Document passage below:

After the death of her grandfather, Henri François d'Aguesseau, she became an heiress. She was married to Jean-Paul-François de Noailles on 25 February 1755. The arranged marriage had been worked out by Adrien-Maurice, 3rd duc de Noailles, who had worked with Chancellor d'Aguesseau.

She maintained a salon at the family residence in Paris, the Hôtel de Noailles.

She disapproved of the arranged marriage of her daughter Adrienne with Gilbert du Motier, Marquis de Lafayette, in view of their youth. After a year's delay while she managed their courtship, they were married at the Hôtel de Noailles.

===Death===
At the death of her father-in-law, Louis de Noailles, 4th Duke of Noailles, she returned to France. In May 1794, during the Reign of Terror, she was arrested at Hôtel de Noailles and imprisoned in Luxembourg Prison (see Prison du Luxembourg) in Paris.

End of Document passage.
Provided records below:

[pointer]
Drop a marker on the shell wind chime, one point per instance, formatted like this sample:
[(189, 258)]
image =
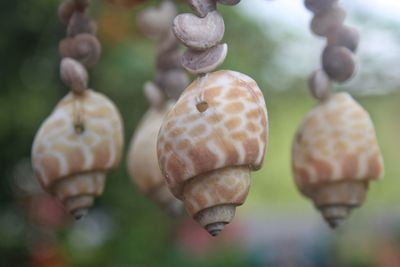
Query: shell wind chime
[(335, 153), (217, 132), (142, 159), (82, 139)]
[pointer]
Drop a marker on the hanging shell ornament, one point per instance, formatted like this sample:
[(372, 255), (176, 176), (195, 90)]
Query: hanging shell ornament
[(210, 141), (142, 160), (335, 156), (75, 148), (82, 139)]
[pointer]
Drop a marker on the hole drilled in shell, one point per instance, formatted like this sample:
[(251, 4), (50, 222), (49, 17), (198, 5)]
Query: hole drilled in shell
[(79, 128), (202, 106)]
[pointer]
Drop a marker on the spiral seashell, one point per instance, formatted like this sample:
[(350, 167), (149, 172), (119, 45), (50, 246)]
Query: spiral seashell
[(142, 160), (335, 155), (202, 7), (84, 47), (74, 75), (75, 147), (210, 141), (199, 33)]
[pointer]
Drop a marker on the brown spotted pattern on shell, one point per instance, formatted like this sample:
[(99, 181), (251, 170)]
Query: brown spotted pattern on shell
[(336, 144), (218, 127), (142, 160), (72, 164)]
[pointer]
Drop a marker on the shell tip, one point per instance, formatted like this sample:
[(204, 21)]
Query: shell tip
[(335, 215), (335, 222), (215, 229), (79, 213)]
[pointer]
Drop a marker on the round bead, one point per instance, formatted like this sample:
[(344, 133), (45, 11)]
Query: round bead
[(338, 63)]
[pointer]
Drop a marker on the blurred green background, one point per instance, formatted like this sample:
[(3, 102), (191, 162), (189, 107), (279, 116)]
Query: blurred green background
[(275, 227)]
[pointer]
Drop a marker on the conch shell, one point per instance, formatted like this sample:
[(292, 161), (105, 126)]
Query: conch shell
[(335, 155), (210, 141), (75, 147)]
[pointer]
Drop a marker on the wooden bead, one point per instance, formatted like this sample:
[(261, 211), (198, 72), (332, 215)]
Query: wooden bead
[(199, 62), (83, 47), (319, 85), (344, 36), (202, 7), (199, 33), (319, 5), (74, 75), (81, 23), (338, 63), (327, 20)]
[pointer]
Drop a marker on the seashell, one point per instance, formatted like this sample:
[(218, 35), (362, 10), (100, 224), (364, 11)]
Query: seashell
[(75, 147), (84, 47), (229, 2), (344, 36), (68, 7), (155, 22), (199, 62), (202, 7), (210, 141), (199, 33), (74, 75), (142, 160), (335, 155), (327, 20), (81, 23), (338, 63), (320, 85), (319, 5)]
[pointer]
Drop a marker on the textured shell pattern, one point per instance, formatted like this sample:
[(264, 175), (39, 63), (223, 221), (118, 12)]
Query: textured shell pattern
[(142, 156), (231, 131), (336, 142), (58, 151)]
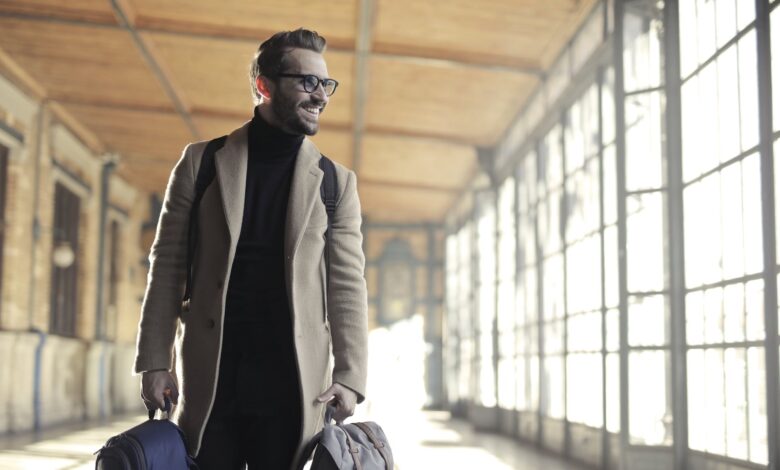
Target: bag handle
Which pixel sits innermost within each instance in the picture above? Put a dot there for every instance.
(166, 409)
(379, 445)
(354, 450)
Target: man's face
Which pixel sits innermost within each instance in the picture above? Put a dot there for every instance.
(297, 111)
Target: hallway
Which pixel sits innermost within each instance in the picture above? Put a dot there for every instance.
(429, 440)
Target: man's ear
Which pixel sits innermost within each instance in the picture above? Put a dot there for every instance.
(264, 87)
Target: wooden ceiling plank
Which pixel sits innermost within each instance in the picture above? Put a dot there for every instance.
(76, 11)
(147, 52)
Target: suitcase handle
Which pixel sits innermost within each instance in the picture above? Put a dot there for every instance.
(166, 409)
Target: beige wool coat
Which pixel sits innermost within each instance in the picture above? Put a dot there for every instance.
(329, 325)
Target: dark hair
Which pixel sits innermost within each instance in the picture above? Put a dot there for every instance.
(270, 57)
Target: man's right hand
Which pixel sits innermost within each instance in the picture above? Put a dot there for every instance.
(156, 384)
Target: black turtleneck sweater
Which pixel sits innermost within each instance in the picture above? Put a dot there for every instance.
(257, 291)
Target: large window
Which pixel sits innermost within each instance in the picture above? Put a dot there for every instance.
(64, 277)
(550, 172)
(465, 327)
(527, 320)
(3, 190)
(485, 260)
(605, 196)
(582, 207)
(645, 197)
(451, 340)
(507, 268)
(723, 244)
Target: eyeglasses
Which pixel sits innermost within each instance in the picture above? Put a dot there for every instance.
(311, 82)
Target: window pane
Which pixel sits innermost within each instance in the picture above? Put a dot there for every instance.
(553, 287)
(608, 107)
(736, 404)
(584, 403)
(705, 25)
(713, 315)
(775, 47)
(610, 186)
(613, 330)
(694, 317)
(748, 90)
(506, 384)
(584, 332)
(584, 275)
(688, 39)
(521, 390)
(728, 105)
(751, 214)
(754, 307)
(726, 17)
(648, 407)
(642, 35)
(550, 163)
(644, 118)
(757, 405)
(734, 312)
(613, 393)
(702, 219)
(552, 389)
(647, 321)
(746, 14)
(697, 407)
(715, 424)
(645, 242)
(611, 286)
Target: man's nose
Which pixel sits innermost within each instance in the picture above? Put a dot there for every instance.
(319, 94)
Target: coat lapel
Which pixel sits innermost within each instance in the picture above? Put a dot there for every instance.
(231, 161)
(304, 191)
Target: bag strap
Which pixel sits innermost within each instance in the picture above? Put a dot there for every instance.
(206, 173)
(329, 194)
(354, 450)
(308, 450)
(380, 446)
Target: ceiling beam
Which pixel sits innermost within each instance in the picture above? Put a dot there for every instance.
(365, 29)
(165, 79)
(226, 35)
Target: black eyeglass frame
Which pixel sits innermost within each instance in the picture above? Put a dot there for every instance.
(320, 81)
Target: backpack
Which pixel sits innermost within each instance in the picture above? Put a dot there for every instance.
(152, 445)
(354, 446)
(206, 173)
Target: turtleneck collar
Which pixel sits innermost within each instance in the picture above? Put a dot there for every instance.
(267, 141)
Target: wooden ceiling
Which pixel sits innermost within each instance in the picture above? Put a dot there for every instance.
(422, 83)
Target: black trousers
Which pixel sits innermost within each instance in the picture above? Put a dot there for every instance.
(256, 417)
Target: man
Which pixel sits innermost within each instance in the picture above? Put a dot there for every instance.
(252, 370)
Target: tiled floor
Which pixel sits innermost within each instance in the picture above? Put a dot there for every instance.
(420, 440)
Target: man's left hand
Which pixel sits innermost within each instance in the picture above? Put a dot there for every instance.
(344, 401)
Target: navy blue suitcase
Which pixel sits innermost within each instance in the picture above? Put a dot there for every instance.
(152, 445)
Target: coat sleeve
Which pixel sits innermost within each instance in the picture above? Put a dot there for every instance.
(347, 294)
(167, 272)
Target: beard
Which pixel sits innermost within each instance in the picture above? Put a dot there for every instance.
(290, 114)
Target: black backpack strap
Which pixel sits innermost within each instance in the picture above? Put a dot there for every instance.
(329, 194)
(308, 450)
(206, 173)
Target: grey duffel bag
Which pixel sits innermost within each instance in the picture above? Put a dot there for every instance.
(354, 446)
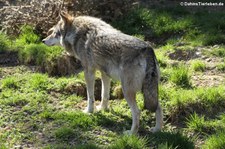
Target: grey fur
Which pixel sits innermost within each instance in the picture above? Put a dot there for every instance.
(128, 59)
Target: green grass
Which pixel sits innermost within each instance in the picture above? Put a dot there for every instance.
(165, 23)
(219, 52)
(127, 142)
(221, 67)
(215, 141)
(180, 76)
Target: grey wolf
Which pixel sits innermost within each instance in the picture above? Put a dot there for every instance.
(116, 55)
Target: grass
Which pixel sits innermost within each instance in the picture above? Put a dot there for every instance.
(180, 76)
(215, 141)
(221, 67)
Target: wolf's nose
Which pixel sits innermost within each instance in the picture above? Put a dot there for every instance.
(43, 41)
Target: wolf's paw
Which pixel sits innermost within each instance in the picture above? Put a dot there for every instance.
(88, 110)
(128, 132)
(155, 129)
(100, 107)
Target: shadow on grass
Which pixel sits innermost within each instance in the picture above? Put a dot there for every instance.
(173, 139)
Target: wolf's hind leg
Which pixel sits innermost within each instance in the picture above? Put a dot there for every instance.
(159, 119)
(105, 92)
(90, 82)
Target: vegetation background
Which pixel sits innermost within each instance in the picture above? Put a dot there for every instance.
(42, 90)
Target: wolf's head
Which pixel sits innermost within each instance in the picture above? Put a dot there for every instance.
(62, 30)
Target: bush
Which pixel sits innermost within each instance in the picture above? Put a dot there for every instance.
(4, 43)
(180, 76)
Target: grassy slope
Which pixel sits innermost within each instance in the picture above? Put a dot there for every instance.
(43, 112)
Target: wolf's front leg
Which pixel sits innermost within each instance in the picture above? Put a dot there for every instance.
(130, 97)
(90, 82)
(105, 92)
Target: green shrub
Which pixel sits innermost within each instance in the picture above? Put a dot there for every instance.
(130, 142)
(4, 43)
(221, 67)
(173, 140)
(33, 54)
(219, 52)
(64, 133)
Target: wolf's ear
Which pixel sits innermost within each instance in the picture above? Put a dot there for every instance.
(65, 17)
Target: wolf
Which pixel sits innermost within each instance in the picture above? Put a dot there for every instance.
(116, 55)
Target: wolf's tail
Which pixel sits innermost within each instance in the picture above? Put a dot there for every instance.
(150, 83)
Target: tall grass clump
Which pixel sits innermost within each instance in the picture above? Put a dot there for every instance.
(180, 76)
(219, 52)
(128, 142)
(196, 123)
(172, 140)
(215, 141)
(9, 83)
(4, 43)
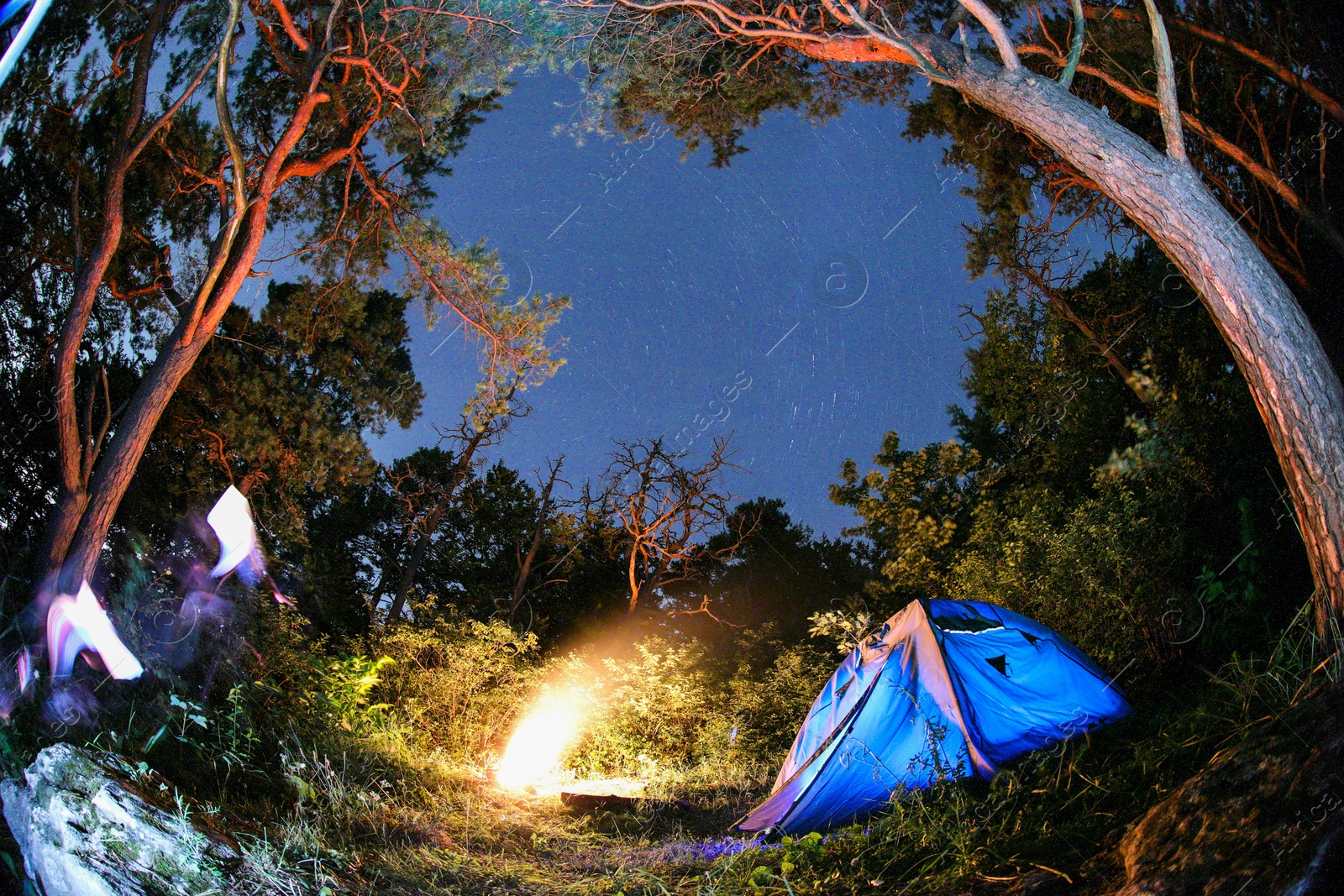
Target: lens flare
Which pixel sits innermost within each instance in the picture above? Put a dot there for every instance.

End of Provided records.

▸ **Task set**:
1 - In the biographical passage, turn the paragraph beginning "After the death of her grandfather" into a short bulleted list that keeps its main facts.
2 - Carry on the biographical passage from its final sentence.

▸ **Answer list**:
1 -
- She became an heiress after the death of her grandfather, Henri François d'Aguesseau.
- She married Jean-Paul-François de Noailles on 25 February 1755.
- Adrien-Maurice, 3rd duc de Noailles, who had worked with Chancellor d'Aguesseau, arranged the marriage.

2 -
Along with her mother-in-law, Catherine de Cossé-Brissac duchesse de Noailles, and daughter, Anne Jeanne Baptiste Louise vicomtesse de Noailles, she was guillotined, on 22 July 1794. She was buried in a mass grave at Picpus Cemetery.

The Château de la Grange-Bléneau passed from her maternal grandfather, through her, to her daughter, Adrienne de La Fayette.